Items from a data source
§

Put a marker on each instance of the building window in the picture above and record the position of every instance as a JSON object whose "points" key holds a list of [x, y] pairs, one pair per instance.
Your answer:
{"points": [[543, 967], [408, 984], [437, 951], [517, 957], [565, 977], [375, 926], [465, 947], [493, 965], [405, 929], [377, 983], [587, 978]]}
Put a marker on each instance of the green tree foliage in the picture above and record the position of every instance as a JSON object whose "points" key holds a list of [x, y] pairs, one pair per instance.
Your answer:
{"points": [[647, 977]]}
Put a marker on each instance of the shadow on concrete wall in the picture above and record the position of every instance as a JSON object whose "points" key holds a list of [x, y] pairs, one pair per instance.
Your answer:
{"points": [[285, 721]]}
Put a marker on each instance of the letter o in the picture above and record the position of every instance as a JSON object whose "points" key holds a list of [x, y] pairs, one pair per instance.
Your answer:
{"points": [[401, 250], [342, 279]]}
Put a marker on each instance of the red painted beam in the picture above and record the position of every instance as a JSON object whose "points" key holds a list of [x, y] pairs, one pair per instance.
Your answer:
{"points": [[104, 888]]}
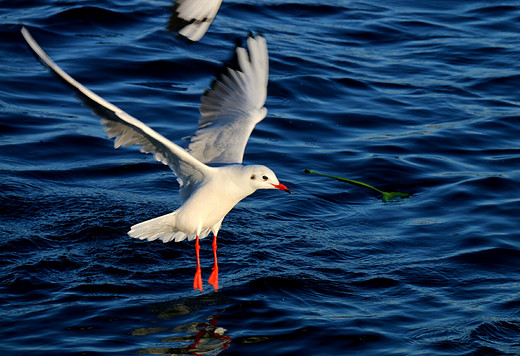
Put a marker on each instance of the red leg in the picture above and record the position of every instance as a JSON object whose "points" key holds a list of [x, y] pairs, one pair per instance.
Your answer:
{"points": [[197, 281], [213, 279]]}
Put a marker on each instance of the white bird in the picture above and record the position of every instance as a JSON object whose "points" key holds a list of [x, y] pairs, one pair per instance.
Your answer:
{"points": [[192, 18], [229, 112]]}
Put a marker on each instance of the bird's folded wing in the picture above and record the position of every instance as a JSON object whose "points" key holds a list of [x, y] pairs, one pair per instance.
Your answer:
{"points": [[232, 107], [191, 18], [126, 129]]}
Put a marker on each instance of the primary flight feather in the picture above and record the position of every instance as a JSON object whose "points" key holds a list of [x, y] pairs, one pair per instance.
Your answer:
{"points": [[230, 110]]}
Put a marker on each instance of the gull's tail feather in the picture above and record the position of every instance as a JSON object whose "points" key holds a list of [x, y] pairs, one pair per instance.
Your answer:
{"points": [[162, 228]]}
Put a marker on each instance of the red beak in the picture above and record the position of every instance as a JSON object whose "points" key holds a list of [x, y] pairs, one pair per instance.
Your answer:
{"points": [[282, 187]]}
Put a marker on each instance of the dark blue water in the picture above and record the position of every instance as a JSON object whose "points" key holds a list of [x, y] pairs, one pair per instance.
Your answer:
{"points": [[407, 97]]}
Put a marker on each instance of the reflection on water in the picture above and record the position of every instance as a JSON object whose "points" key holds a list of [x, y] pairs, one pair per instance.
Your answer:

§

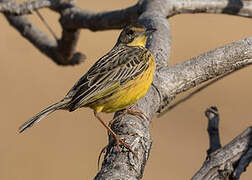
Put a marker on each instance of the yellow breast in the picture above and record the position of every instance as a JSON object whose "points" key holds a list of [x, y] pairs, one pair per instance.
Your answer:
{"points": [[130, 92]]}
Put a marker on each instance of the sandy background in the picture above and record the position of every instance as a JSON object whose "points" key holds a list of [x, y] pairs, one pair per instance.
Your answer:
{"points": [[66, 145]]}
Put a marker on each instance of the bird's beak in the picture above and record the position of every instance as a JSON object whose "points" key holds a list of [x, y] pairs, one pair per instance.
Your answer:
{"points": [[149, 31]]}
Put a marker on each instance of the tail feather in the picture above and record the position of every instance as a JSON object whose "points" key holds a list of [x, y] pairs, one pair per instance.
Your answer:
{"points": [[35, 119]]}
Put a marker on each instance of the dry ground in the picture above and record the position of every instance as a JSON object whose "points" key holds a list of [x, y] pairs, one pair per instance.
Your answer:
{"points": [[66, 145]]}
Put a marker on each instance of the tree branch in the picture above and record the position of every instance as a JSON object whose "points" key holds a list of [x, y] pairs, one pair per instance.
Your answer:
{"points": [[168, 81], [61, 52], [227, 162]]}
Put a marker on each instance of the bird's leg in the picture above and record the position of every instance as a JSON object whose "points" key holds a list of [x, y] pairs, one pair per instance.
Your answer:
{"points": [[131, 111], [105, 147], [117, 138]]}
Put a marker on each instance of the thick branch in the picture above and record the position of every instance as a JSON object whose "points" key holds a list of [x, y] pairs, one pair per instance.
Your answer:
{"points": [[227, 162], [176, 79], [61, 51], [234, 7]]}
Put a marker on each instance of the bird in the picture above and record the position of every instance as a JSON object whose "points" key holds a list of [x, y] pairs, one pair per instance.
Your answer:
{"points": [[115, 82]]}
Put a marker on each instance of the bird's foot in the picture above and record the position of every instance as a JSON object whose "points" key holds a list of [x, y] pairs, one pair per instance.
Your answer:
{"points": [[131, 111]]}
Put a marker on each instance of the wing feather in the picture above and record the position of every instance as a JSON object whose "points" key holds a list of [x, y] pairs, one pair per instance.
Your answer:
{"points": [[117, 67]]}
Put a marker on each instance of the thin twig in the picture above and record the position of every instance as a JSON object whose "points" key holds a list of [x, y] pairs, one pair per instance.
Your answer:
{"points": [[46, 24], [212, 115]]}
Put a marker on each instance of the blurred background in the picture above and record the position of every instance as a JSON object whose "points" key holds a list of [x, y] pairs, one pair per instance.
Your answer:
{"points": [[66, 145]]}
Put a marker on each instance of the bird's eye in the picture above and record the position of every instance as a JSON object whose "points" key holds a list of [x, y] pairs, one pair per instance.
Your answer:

§

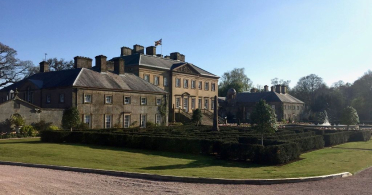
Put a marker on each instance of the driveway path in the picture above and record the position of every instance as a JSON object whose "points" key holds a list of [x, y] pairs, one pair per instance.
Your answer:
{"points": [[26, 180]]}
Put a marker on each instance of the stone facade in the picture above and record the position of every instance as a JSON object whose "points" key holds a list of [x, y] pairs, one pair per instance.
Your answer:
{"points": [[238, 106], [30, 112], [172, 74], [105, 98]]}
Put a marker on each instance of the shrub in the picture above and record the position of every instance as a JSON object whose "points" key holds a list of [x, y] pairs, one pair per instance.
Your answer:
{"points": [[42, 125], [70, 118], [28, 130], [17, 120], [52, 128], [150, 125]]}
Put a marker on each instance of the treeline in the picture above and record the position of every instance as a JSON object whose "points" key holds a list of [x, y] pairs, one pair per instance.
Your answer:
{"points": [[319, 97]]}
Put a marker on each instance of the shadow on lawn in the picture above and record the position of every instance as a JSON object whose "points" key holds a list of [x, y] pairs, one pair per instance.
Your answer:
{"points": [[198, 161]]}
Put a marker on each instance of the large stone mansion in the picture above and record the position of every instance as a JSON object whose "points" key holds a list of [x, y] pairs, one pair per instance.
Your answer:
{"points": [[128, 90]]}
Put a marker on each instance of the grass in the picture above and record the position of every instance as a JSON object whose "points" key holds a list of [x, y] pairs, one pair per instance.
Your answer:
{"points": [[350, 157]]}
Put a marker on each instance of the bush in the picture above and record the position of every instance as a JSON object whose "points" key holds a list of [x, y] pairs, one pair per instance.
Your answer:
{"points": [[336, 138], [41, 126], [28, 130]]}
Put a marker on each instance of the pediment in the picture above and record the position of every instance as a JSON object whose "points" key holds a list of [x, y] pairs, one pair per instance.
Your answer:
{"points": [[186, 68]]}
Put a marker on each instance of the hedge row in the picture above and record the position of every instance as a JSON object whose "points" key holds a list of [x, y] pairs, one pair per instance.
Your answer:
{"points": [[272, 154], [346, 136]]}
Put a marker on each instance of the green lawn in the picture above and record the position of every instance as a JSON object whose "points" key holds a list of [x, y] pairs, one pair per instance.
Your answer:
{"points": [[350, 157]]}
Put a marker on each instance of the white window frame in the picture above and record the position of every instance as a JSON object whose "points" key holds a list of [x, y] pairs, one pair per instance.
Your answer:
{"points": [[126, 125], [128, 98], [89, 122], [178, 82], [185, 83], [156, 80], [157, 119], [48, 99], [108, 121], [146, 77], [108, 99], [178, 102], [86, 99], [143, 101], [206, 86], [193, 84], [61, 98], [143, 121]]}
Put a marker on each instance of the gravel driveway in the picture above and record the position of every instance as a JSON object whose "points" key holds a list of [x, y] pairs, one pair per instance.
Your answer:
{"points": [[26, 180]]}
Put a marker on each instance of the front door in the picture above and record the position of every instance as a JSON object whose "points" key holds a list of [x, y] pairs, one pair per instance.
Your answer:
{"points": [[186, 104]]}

§

Task instructions
Identify every line in the rows above that contains the word "beam", matching case exactly, and copy each such line in full.

Task response
Put a marker on each instance of the red painted beam in the picture above and record the position of every instance as a JSON object whose "points" key holds a list of [x, y] pairs, one pair per instance.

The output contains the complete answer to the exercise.